*INSTRUCTIONS FOR THE TASK:*
Reproduce the whole listing below line for line, shifting every x and y coordinate in the answers by -99, and leave out the pictures.

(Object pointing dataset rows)
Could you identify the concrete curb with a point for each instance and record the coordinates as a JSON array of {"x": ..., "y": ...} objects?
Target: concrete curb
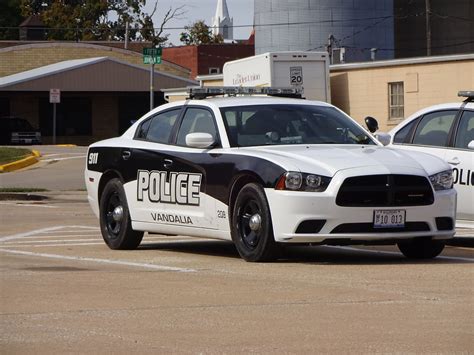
[{"x": 23, "y": 163}]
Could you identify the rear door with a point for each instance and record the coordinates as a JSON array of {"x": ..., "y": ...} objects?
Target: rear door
[
  {"x": 461, "y": 158},
  {"x": 191, "y": 167},
  {"x": 145, "y": 164}
]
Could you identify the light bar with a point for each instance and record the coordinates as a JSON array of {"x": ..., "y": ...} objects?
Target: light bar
[
  {"x": 466, "y": 93},
  {"x": 199, "y": 92}
]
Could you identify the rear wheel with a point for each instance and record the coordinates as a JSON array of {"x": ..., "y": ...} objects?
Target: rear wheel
[
  {"x": 421, "y": 248},
  {"x": 115, "y": 223},
  {"x": 252, "y": 230}
]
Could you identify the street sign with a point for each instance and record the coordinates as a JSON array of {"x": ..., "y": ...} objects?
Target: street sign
[
  {"x": 154, "y": 52},
  {"x": 151, "y": 60},
  {"x": 54, "y": 96},
  {"x": 152, "y": 55}
]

*THE REPLY:*
Could you identify the concrete curb with a point for each instance and record the coordinates as a JSON array of {"x": ..., "y": ...} objects?
Target: concrete curb
[{"x": -76, "y": 64}]
Could you identify the rear door with a point for each instance and record the coordinates as a JSON array of {"x": ..., "y": ...} objects?
Target: rear door
[
  {"x": 362, "y": 59},
  {"x": 92, "y": 68},
  {"x": 46, "y": 65}
]
Could you identify the light bar with a point for each instance and record the coordinates as a JSON array of {"x": ..., "y": ...} objects?
Target: light bar
[
  {"x": 367, "y": -6},
  {"x": 100, "y": -7}
]
Could you identify the rear wheel with a point for each instance and record the coordinates as a JSON array of {"x": ..., "y": ...} objects?
Target: rear wheel
[
  {"x": 322, "y": 149},
  {"x": 16, "y": 124},
  {"x": 153, "y": 131}
]
Could you identify the street sign with a point for each instance and record the coordinates as a JSON array of {"x": ..., "y": ...} objects?
Target: street sign
[
  {"x": 55, "y": -47},
  {"x": 52, "y": -39},
  {"x": -45, "y": -3},
  {"x": 53, "y": -44}
]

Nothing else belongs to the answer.